**Stated exercise**.
In the records below, find each line that contains the word "nose" and copy it out in full. Case counts.

**Exercise data**.

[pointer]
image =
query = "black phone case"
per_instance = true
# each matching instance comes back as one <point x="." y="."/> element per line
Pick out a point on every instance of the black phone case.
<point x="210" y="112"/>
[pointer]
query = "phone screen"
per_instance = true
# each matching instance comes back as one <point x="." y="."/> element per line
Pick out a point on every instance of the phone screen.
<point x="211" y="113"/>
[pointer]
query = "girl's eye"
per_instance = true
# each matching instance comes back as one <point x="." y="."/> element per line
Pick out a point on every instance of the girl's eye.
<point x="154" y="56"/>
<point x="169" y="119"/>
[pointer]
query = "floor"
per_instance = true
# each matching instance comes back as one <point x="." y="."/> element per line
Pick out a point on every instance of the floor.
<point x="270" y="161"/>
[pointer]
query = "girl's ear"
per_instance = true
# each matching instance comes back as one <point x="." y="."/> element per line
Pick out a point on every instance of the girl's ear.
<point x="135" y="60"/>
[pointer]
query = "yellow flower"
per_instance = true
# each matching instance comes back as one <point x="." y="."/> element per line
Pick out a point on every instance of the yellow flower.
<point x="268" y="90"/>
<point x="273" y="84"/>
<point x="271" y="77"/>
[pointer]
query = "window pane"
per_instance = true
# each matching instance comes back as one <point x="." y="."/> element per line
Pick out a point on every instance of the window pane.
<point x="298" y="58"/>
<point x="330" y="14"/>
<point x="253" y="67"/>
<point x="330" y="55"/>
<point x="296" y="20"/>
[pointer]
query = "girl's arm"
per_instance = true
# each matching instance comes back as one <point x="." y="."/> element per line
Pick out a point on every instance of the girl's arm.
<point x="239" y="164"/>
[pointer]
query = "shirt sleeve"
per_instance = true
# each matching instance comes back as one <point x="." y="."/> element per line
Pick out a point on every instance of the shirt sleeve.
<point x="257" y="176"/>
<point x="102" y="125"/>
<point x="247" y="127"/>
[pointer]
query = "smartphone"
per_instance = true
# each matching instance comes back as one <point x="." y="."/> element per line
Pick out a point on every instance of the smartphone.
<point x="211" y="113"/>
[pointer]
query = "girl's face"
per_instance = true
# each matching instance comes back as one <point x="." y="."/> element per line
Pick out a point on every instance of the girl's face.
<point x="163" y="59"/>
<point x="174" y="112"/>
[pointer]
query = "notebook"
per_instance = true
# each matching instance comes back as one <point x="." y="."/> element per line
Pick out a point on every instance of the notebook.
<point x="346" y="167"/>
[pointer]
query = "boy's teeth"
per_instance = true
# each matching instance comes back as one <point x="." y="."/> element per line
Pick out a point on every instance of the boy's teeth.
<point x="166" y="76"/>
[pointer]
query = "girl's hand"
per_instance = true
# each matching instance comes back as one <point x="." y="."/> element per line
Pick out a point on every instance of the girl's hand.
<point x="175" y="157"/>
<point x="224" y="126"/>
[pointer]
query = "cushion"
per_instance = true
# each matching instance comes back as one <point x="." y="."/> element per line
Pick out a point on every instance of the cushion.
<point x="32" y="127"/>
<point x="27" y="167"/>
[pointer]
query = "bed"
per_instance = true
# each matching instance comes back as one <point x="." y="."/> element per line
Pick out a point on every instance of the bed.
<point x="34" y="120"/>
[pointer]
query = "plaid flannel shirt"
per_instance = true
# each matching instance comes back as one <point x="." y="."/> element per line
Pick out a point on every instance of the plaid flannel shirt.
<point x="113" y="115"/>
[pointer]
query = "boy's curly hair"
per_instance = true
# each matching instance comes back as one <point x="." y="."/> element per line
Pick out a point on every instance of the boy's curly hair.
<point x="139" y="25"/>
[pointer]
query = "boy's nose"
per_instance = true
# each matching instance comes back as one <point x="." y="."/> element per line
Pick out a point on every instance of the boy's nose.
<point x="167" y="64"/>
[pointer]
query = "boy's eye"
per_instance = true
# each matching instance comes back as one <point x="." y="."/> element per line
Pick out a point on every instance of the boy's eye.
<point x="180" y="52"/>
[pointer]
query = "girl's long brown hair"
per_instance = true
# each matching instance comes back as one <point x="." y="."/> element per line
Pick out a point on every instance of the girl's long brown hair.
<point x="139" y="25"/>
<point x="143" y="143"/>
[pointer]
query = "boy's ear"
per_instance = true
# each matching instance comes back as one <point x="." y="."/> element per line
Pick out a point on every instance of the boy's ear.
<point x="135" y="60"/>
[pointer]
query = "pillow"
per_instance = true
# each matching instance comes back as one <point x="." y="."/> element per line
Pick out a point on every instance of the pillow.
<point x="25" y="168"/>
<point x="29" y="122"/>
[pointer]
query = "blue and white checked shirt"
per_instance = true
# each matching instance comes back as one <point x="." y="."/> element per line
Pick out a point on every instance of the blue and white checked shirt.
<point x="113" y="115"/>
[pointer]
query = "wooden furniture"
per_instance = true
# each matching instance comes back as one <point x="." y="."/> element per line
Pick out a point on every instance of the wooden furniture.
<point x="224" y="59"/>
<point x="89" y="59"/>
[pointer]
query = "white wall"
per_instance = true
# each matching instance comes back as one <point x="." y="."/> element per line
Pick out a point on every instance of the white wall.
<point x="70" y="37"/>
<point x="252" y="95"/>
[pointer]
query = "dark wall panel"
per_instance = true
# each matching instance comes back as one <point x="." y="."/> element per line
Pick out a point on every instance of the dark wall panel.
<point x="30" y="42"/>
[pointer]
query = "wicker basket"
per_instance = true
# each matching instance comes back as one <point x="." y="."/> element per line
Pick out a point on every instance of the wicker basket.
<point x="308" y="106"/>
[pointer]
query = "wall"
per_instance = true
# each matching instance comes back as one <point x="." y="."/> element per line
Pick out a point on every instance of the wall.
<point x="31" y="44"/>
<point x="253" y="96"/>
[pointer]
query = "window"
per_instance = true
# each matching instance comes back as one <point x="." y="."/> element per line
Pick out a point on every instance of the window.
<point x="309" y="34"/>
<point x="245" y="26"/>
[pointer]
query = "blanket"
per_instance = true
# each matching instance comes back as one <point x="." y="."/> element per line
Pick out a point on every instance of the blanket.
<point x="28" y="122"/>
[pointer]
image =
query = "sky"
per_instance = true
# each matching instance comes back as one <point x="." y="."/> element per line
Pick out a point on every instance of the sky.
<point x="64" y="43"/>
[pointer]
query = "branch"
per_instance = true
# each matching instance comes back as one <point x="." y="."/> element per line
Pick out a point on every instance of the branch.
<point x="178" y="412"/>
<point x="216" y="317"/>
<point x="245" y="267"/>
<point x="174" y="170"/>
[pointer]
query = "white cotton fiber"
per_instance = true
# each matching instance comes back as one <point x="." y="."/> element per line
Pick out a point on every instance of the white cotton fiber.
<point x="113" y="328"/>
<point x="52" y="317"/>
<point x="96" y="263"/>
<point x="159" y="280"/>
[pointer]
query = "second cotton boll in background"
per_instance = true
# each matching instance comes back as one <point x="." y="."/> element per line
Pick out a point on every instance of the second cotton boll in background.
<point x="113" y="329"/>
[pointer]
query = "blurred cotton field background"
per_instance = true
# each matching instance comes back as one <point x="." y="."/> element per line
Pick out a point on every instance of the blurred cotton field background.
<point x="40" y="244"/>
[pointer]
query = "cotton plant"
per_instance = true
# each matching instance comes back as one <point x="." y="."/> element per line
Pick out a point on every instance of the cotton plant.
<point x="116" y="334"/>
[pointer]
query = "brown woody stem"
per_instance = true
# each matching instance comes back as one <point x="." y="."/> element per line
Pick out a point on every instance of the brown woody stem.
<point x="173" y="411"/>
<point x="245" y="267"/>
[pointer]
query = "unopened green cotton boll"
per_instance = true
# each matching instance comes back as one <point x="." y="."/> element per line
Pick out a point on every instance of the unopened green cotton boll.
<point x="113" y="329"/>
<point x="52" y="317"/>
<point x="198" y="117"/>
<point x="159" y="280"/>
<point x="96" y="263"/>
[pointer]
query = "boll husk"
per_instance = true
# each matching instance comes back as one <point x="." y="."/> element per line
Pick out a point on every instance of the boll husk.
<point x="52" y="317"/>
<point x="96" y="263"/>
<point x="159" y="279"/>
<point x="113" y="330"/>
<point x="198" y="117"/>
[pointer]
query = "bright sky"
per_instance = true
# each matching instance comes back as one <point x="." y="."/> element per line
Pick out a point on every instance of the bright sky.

**Output below**.
query = "boy's nose"
Pick out a point on every instance of the boy's nose.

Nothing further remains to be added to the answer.